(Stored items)
— Start —

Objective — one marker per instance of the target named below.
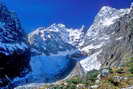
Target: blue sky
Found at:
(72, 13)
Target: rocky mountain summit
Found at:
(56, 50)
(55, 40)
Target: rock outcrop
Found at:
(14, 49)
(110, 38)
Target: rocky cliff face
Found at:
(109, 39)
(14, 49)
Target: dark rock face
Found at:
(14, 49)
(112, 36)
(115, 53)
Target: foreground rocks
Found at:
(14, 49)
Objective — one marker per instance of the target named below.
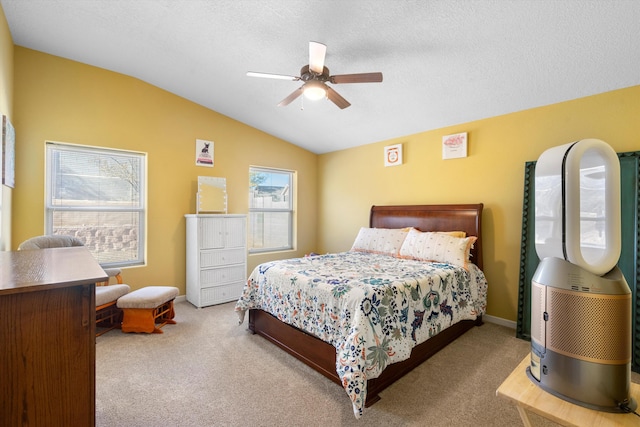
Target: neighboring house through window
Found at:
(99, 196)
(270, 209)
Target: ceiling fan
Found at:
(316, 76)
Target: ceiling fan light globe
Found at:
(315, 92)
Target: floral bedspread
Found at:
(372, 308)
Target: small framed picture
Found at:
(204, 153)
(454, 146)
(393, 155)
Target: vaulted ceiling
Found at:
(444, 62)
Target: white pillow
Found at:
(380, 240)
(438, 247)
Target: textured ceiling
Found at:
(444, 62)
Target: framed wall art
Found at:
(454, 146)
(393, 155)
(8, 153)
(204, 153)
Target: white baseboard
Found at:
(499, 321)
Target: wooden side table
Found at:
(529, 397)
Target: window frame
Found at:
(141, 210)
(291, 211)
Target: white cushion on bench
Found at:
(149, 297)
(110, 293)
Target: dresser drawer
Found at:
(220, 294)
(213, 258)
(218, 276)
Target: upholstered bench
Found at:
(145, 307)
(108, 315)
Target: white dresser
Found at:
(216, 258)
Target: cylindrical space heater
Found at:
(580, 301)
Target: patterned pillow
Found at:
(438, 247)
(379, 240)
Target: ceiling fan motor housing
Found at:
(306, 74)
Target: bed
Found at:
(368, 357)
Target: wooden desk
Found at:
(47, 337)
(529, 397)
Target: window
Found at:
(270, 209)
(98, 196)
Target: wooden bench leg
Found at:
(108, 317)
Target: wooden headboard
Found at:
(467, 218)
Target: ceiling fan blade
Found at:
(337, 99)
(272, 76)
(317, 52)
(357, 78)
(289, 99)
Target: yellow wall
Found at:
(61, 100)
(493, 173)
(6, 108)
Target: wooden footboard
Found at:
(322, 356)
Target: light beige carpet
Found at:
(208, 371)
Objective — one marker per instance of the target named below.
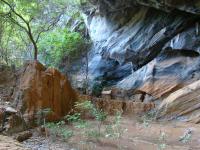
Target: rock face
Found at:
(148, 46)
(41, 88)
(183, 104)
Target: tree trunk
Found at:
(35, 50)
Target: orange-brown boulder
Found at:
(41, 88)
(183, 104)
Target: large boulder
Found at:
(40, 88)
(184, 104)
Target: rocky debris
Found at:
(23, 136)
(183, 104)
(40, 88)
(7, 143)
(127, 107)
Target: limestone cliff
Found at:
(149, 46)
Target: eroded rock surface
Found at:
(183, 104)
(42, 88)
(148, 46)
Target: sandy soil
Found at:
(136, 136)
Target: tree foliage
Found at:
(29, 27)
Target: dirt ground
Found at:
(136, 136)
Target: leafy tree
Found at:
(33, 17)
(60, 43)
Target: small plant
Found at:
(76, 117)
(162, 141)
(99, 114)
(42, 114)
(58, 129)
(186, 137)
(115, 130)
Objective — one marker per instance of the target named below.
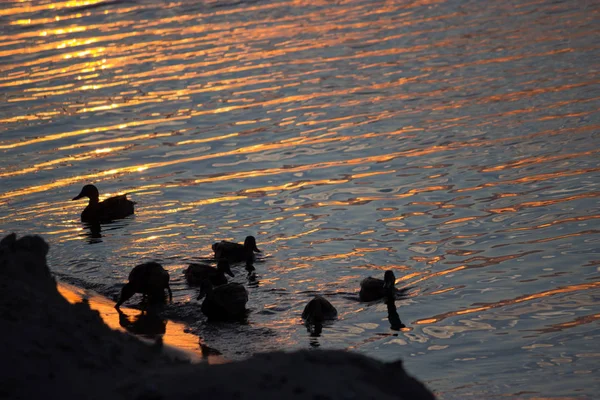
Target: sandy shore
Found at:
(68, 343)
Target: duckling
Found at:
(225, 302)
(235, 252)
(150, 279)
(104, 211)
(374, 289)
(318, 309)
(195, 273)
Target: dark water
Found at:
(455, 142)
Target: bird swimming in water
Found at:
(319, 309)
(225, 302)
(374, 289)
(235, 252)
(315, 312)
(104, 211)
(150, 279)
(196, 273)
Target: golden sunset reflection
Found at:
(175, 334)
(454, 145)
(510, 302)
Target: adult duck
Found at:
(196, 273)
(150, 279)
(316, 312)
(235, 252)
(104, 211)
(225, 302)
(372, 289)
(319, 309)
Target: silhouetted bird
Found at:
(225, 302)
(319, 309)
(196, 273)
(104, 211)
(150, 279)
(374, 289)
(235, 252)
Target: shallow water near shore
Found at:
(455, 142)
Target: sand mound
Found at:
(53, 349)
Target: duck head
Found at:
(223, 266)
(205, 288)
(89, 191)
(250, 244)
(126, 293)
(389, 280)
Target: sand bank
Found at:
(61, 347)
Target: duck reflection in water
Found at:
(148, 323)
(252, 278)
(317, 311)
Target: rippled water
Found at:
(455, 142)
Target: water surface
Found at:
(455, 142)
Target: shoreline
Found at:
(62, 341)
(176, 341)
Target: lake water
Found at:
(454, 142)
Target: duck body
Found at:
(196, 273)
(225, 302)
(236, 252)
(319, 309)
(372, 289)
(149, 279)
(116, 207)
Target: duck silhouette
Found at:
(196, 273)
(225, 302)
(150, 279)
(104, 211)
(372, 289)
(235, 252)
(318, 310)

— End —
— Start —

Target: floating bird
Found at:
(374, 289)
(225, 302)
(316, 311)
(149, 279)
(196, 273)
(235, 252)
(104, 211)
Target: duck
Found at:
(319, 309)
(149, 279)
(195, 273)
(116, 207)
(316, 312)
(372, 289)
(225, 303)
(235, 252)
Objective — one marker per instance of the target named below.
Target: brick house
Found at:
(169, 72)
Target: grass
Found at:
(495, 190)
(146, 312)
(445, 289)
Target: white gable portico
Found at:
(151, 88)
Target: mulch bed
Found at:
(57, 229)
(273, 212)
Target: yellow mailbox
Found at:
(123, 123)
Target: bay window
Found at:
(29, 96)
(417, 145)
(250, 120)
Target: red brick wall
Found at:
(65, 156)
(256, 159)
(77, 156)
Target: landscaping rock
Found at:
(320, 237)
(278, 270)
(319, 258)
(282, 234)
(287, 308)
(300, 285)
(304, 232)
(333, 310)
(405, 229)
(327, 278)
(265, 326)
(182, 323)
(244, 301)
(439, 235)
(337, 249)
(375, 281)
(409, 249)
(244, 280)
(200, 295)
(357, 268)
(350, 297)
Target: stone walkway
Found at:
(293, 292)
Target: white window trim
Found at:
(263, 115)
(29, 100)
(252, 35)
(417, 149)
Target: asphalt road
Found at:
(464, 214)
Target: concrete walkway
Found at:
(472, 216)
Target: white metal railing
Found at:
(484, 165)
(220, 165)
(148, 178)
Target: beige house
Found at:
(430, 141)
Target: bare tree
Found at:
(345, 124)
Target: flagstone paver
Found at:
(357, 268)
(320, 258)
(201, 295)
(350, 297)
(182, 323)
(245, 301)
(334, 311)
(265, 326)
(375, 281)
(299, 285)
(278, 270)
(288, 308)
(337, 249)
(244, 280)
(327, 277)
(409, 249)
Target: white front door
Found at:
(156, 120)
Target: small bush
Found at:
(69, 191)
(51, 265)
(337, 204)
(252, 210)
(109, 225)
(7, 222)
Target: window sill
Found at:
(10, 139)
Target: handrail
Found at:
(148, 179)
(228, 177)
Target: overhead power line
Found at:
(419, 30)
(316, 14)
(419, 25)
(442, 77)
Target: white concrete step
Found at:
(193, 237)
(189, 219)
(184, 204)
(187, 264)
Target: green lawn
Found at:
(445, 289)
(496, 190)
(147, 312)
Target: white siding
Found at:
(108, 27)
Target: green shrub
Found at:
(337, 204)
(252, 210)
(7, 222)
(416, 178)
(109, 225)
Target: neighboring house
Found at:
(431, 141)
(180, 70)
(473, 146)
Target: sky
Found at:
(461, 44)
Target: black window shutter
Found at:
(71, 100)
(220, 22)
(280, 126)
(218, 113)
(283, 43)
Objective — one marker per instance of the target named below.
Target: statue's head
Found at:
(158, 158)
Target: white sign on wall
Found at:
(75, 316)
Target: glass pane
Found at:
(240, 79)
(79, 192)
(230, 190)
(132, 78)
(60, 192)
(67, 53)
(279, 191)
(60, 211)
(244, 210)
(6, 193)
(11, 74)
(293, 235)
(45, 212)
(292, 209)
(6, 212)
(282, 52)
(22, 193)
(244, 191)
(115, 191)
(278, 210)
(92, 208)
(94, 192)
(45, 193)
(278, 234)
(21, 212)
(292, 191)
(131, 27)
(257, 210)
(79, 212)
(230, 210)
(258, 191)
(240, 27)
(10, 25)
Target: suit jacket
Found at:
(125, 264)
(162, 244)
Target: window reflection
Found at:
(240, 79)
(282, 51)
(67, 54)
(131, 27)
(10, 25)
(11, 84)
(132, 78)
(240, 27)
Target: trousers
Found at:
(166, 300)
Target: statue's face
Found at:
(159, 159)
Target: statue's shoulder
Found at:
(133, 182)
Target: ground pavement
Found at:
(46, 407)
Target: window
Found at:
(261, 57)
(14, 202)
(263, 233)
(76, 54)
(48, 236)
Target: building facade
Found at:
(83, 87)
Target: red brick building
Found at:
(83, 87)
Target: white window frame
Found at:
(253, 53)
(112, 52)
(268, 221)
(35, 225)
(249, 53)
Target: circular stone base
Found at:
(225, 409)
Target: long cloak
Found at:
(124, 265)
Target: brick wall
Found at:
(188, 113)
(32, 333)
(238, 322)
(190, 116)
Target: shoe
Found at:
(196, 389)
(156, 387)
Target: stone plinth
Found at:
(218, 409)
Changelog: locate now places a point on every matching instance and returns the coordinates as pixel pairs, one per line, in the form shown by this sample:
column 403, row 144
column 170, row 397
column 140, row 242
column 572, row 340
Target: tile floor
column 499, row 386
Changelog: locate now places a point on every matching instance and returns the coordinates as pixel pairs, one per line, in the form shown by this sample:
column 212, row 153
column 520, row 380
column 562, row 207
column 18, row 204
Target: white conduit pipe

— End —

Please transcribe the entries word for word, starting with the line that contains "Target: circular stone base" and continuing through the line that contains "Target: white conduit pipe", with both of those lines included.

Target: circular stone base
Found at:
(225, 409)
Target: long cloak
Found at:
(124, 265)
Target: brick wall
Found at:
(188, 113)
(32, 333)
(238, 322)
(190, 116)
Target: shoe
Found at:
(196, 389)
(156, 387)
Target: stone plinth
Found at:
(218, 409)
Changelog: locate now places a point on every matching instance and returns the coordinates as pixel pairs, one per line, in the form shown by this sample:
column 403, row 144
column 170, row 397
column 140, row 242
column 572, row 340
Target: tile floor
column 499, row 386
Changelog: locate now places a point on every matching instance and returns the coordinates as pixel pairs, one per line, in the form shown by this sample:
column 212, row 153
column 520, row 380
column 562, row 207
column 18, row 204
Target: white conduit pipe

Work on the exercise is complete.